> EXTRACT TO READ:
** START **

# Daughter/Promises



## RandomDude (Dec 18, 2010)

The strongest hesitation I have at the moment that is really holding me back from giving up all of this mess with my wife -> is my daughter.

I've promised my daughter before and after she was born, that I'll never let her live through what I went through. I don't think I can live with myself if I break that promise. Right now she's hurting as well that mum and dad are in the sh-tter. Will she forgive me... maybe, will I forgive myself? I doubt it.

How does one deal with this?


----------



## Thor (Oct 31, 2011)

You should not have made that promise. You should have promised to do your best and to make decisions which lead to the best outcome _given existing circumstances_.

This is a classic dilemma, should one stay for the kids? I chose to stay when our first was less than a year old. What a mistake for me and for the child. The biggest mistake was thinking divorce was never an acceptable option. This took away any leverage on my part to improve the marriage. The Prime Directive became keeping the family intact. So if there was a really big issue I always had to cave on it, so as to avoid violating the Prime Directive. Smaller things could become big things if I were to insist too strongly, and big things could cause the marriage to explode, thus even the little things have to be conceded to the wife.

Which means I ceded all power in the relationship. First off this is as we know a terrible loss of Sex Rank or Alpha in the relationship. And so she is likely to lose respect. Secondly it means I lost all ability to affect the direction of the family and marriage. So things really went in the wrong direction sometimes. Thirdly it led to me resenting always "losing".

Another factor is that when the teen years hit the girls fought with their mother about most everything. I believe my eldest daughter resents that I did not do more to protect her. Ironic isn't it, that my Prime Directive was intended to protect the children but instead may have exposed them to bad experiences.

Live in reality. The choice for your daughter is *not* perfect family vs horrible divorce. Reality is a dysfunctional family or healthier divorced parents. When divorced you can at least provide her with what you believe is the best situation when she is with you.


----------



## RandomDude (Dec 18, 2010)

Well... it's kinda too late now to take it back. What should I even say to her if I do go forward with the divorce? How do I explain it to a freakin 4 yr old?


----------



## Thor (Oct 31, 2011)

Just explain it in an age appropriate way. She doesn't need to know all the details, just that you two aren't going to be living together any more. Be sure she know you both love her and you both want her to have a good relationship with both parents. There are plenty of books and websites out there on how to tell children.


----------



## Bellavista (May 29, 2012)

I grew up in a home where my parents fought constantly, they still do actually. I wished many times that they would just go their separate ways so that I could live in a more peaceful home.

Staying together in a dysfunctional relationship can be just as traumatic for kids as separation of family. It also depends on how the separation is handled.

A 4 yo would adapt faster than a 14 yo. There can be initial instances of acting out, return to babyish behaviour & other things, but as long as the parents think of the child before they carry on like pork chops, I think a child can recover.


----------



## RandomDude (Dec 18, 2010)

Looks like I've got some shopping and reading to do... oh well


----------

** END **

> WHAT TO WORK ON:
Please answer from the forum thread above: how old was Thor's first child when he chose to stay in the marriage?

> MATERIAL:
** START **

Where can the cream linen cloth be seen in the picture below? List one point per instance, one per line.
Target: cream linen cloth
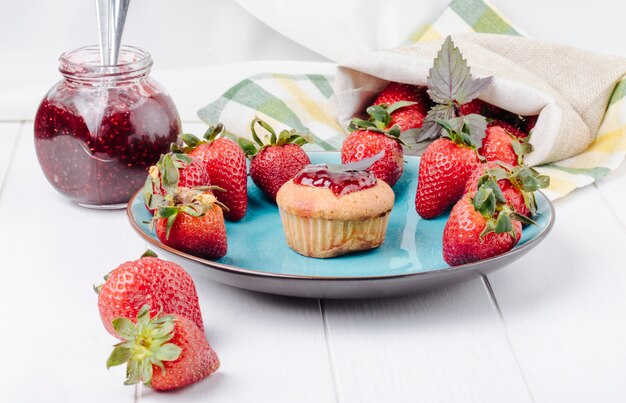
(569, 88)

** END **

> THE ANSWER:
Less than a year old.